To do
Please copy out all of the entries below, reproducing each line without any change.

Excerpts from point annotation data
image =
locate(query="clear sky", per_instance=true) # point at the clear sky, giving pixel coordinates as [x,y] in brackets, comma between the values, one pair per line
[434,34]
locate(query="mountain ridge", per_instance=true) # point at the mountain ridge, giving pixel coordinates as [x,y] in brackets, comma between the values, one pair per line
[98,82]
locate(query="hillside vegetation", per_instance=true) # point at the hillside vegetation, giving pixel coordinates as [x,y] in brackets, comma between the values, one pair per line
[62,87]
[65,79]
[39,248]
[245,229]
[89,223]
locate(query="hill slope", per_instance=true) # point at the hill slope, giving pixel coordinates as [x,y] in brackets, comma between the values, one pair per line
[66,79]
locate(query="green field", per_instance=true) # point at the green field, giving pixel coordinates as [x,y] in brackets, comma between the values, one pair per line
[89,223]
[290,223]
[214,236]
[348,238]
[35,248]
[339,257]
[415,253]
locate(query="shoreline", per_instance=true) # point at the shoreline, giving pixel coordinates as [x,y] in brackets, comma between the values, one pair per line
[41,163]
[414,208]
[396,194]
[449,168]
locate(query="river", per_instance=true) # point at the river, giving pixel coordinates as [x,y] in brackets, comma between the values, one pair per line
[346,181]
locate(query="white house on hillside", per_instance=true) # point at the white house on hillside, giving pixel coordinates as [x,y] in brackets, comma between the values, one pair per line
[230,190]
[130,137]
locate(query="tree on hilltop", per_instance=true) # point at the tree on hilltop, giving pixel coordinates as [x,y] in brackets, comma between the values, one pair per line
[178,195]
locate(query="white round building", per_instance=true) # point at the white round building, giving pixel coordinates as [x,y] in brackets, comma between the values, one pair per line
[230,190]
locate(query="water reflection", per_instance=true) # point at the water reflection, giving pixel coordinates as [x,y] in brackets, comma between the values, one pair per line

Answer below
image =
locate(query="clear sky", per_instance=true) # point at the clear sky, giving pixel coordinates as [x,y] in brackets, comma between the values, one pair per line
[434,34]
locate(query="mountain ridge", per_instance=true) # point at the mountain ridge, giving pixel coordinates as [x,y] in brackets, comma between the values, one pair per line
[98,82]
locate(query="hillside vegetation", per_instance=true) # point at the hillside vegetation, giving pixel coordinates as [x,y] in brackets, comma between the values, one pair per line
[62,87]
[65,79]
[39,248]
[245,229]
[89,223]
locate(query="hill slope", per_instance=true) # point at the hill slope, giving pixel coordinates as [x,y] in brackets, comma between the values, one pair per line
[66,79]
locate(query="green field", per_instance=true) # point at the green field, giving pixel coordinates as [x,y] in brackets, comma between the values, one pair per line
[89,223]
[290,223]
[214,236]
[348,238]
[35,248]
[339,257]
[415,253]
locate(query="shoreline", per_instance=true) # point at the shoreline, giving pixel coordinates as [x,y] in brackets, comma between the values, one pair per line
[41,163]
[414,208]
[396,194]
[449,168]
locate(query="river", per_instance=true) # point at the river, giving pixel coordinates as [x,y] in brackets, comma between the values, one pair per line
[346,181]
locate(query="white house on hillside", per_instance=true) # point at the white house on hillside, giving pixel coordinates as [x,y] in brackets, comma between the values, one pair per line
[230,190]
[130,137]
locate(query="tree on hilltop", per_instance=true) # point at the tree on hilltop, giving pixel coordinates as [x,y] in brackets, comma between the values, one pair per line
[178,195]
locate(query="white round building", per_instance=true) # point at the white round building, giving pixel coordinates as [x,y] in brackets, comma between the values, one pair per line
[230,190]
locate(query="water reflection", per_instance=true) # point at the water reflection, giving pixel coordinates as [x,y] in brackets, comma between the values, one pair per line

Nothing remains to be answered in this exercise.